Where a line holds the word "grassy", copy it from the records.

-------- SOURCE DATA --------

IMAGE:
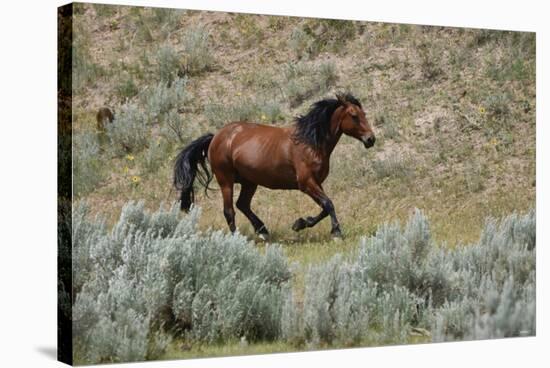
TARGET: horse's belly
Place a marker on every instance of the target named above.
(270, 177)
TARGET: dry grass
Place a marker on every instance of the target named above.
(458, 104)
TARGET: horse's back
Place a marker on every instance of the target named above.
(257, 153)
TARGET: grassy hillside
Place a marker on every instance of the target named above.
(453, 111)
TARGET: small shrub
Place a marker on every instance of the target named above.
(175, 129)
(129, 131)
(126, 88)
(197, 49)
(87, 165)
(169, 64)
(401, 280)
(165, 98)
(389, 125)
(300, 43)
(153, 275)
(303, 81)
(243, 110)
(394, 165)
(154, 156)
(498, 107)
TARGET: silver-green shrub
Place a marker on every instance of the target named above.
(401, 281)
(197, 50)
(168, 63)
(153, 276)
(164, 98)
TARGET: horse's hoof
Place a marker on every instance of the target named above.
(336, 235)
(263, 236)
(300, 224)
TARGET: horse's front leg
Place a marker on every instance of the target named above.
(315, 191)
(309, 221)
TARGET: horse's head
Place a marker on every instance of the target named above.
(353, 121)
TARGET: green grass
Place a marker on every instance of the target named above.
(455, 129)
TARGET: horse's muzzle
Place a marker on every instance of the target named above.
(368, 141)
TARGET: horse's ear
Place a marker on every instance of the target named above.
(341, 98)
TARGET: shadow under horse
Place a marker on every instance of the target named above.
(294, 157)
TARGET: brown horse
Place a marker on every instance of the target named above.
(291, 157)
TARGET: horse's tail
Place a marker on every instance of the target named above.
(192, 160)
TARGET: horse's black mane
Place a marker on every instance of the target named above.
(313, 128)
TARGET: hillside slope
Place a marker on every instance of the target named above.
(453, 110)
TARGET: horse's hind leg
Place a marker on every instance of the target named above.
(243, 204)
(226, 187)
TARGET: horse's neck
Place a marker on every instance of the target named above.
(335, 133)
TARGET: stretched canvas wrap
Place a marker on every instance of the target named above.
(199, 215)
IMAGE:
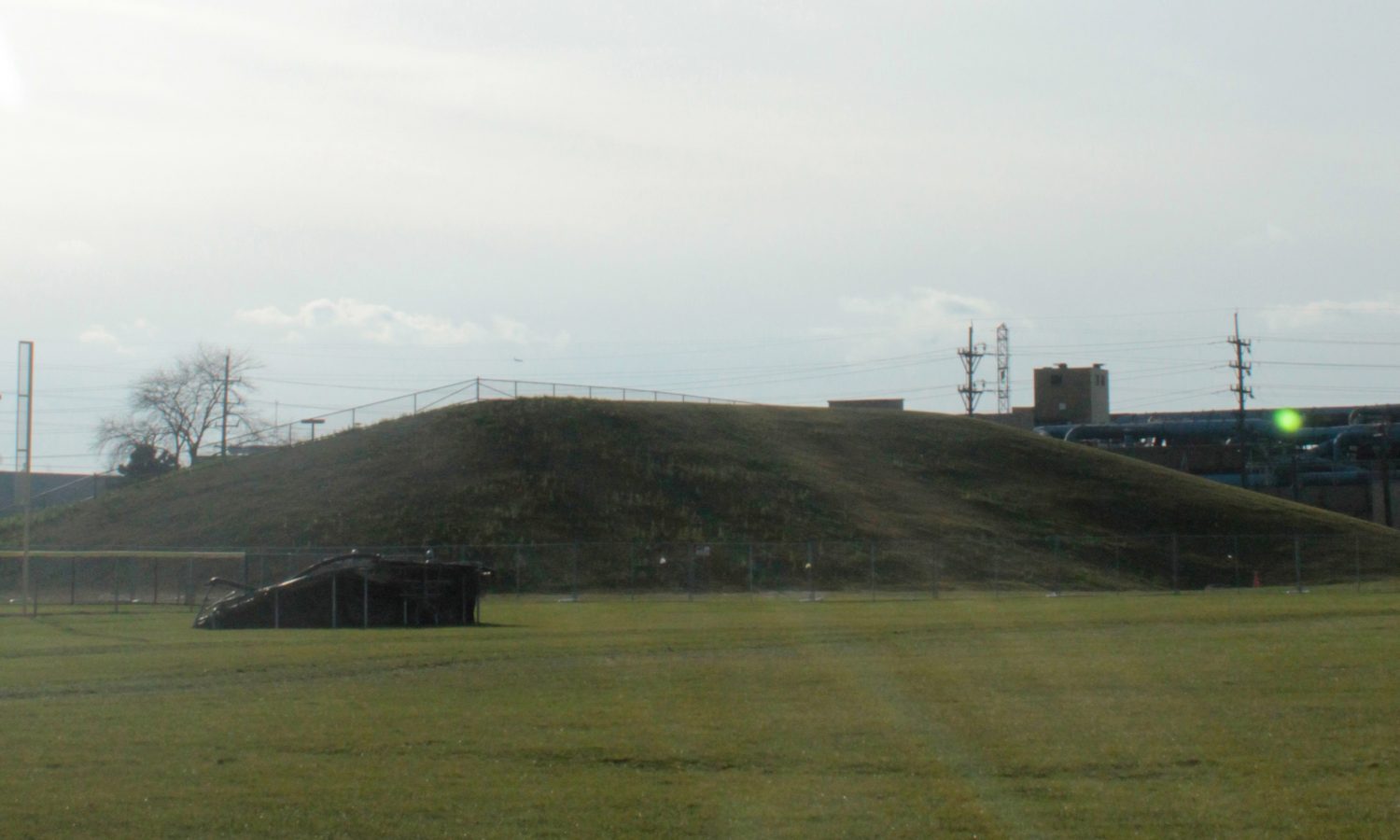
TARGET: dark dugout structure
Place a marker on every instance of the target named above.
(350, 591)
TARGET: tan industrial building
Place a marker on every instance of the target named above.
(1071, 395)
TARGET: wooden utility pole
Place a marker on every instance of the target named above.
(1238, 388)
(223, 445)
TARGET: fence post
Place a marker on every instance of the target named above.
(1176, 563)
(750, 568)
(691, 571)
(932, 560)
(1355, 552)
(1298, 562)
(873, 570)
(996, 573)
(1237, 562)
(811, 580)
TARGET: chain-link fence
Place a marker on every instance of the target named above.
(954, 567)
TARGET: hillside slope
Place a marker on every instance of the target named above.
(560, 469)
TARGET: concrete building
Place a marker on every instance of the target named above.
(885, 405)
(1071, 395)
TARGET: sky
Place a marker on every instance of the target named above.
(758, 201)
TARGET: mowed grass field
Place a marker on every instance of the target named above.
(1224, 714)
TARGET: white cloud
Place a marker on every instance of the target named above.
(916, 321)
(921, 311)
(11, 89)
(100, 336)
(350, 319)
(1327, 313)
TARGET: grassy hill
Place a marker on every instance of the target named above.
(562, 469)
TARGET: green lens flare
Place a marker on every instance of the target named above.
(1288, 420)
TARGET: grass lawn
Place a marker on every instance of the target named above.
(1232, 714)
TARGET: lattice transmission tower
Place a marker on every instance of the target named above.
(1002, 370)
(971, 357)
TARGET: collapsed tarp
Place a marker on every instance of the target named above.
(350, 591)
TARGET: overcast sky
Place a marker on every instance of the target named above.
(764, 201)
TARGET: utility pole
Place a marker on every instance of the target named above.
(1385, 468)
(971, 357)
(1002, 370)
(22, 467)
(223, 445)
(1242, 394)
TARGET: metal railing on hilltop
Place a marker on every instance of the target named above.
(467, 391)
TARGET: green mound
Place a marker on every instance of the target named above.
(562, 469)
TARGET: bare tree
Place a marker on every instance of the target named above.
(175, 411)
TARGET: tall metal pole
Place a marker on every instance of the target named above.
(971, 357)
(1002, 370)
(223, 444)
(24, 442)
(1240, 371)
(1385, 470)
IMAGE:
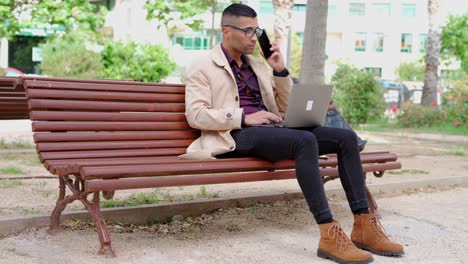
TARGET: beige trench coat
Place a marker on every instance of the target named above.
(212, 101)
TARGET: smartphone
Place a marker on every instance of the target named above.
(264, 42)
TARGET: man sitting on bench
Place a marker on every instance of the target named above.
(229, 93)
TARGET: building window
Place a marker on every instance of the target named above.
(192, 42)
(375, 71)
(332, 10)
(299, 8)
(266, 7)
(360, 43)
(408, 10)
(357, 9)
(300, 35)
(378, 42)
(422, 42)
(406, 42)
(109, 4)
(381, 9)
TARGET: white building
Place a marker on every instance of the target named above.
(376, 35)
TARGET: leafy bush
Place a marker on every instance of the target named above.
(415, 115)
(132, 61)
(411, 71)
(67, 56)
(357, 94)
(455, 103)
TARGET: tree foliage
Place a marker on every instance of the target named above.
(177, 12)
(411, 71)
(71, 14)
(357, 94)
(138, 62)
(454, 39)
(68, 56)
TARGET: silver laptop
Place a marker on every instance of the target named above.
(308, 105)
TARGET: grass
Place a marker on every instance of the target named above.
(407, 171)
(205, 194)
(384, 125)
(153, 197)
(30, 211)
(4, 184)
(15, 144)
(458, 151)
(11, 170)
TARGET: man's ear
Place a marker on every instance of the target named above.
(226, 32)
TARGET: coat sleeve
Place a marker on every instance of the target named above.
(198, 105)
(282, 87)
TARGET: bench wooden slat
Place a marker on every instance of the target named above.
(93, 145)
(152, 88)
(100, 116)
(35, 104)
(107, 126)
(146, 182)
(106, 95)
(51, 155)
(105, 172)
(117, 135)
(323, 162)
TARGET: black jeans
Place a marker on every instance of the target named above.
(305, 145)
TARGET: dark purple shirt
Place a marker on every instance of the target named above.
(247, 84)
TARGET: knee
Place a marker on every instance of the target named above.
(349, 136)
(307, 140)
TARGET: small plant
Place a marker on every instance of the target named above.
(458, 151)
(153, 197)
(30, 211)
(4, 184)
(187, 197)
(357, 94)
(420, 116)
(11, 170)
(205, 194)
(412, 171)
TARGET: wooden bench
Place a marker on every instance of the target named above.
(12, 100)
(99, 136)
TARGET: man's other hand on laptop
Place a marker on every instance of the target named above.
(262, 118)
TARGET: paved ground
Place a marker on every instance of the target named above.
(432, 226)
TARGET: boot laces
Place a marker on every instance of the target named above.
(336, 232)
(378, 227)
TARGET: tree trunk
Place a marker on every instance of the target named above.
(315, 38)
(283, 13)
(431, 77)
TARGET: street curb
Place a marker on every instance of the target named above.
(164, 212)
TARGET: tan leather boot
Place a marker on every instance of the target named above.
(335, 245)
(369, 234)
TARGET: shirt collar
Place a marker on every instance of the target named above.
(231, 60)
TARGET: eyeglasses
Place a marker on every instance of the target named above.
(249, 32)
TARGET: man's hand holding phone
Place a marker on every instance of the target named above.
(271, 52)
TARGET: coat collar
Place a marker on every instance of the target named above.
(218, 57)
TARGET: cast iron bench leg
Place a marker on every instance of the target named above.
(95, 212)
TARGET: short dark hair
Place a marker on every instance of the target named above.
(237, 10)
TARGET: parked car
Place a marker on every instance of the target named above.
(394, 93)
(11, 72)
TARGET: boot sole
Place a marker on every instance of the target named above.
(381, 253)
(325, 255)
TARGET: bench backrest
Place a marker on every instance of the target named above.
(12, 100)
(107, 119)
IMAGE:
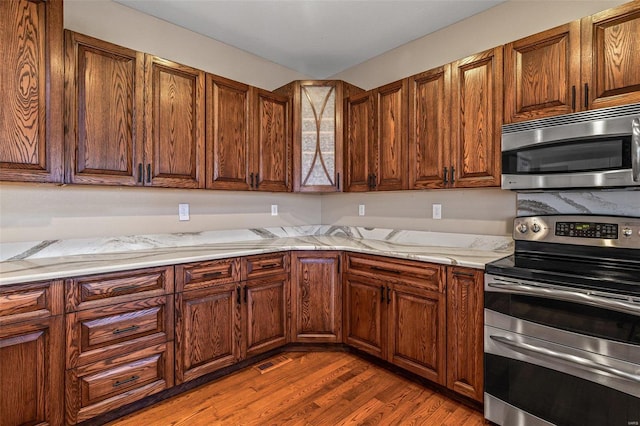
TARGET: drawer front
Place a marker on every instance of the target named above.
(101, 387)
(113, 330)
(424, 275)
(265, 265)
(206, 274)
(23, 302)
(105, 289)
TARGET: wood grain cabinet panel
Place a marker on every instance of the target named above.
(476, 112)
(271, 163)
(31, 77)
(610, 57)
(174, 124)
(429, 135)
(31, 354)
(359, 139)
(104, 103)
(228, 125)
(542, 74)
(207, 330)
(316, 297)
(465, 322)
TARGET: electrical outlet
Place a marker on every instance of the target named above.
(437, 211)
(183, 211)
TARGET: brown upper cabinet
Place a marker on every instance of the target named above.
(317, 133)
(377, 139)
(110, 92)
(31, 115)
(476, 120)
(429, 117)
(587, 64)
(228, 134)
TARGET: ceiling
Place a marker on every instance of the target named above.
(318, 38)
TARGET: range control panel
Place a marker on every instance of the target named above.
(606, 231)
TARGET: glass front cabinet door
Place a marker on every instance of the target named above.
(317, 133)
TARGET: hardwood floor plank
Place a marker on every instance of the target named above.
(315, 388)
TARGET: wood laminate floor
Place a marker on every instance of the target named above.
(314, 388)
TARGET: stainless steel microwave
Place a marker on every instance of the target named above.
(591, 149)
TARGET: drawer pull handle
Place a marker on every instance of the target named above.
(123, 288)
(210, 275)
(125, 381)
(126, 329)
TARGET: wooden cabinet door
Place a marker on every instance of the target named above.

--------

* [ANSWER BOX]:
TARGET: grassy hillside
TARGET: grassy hill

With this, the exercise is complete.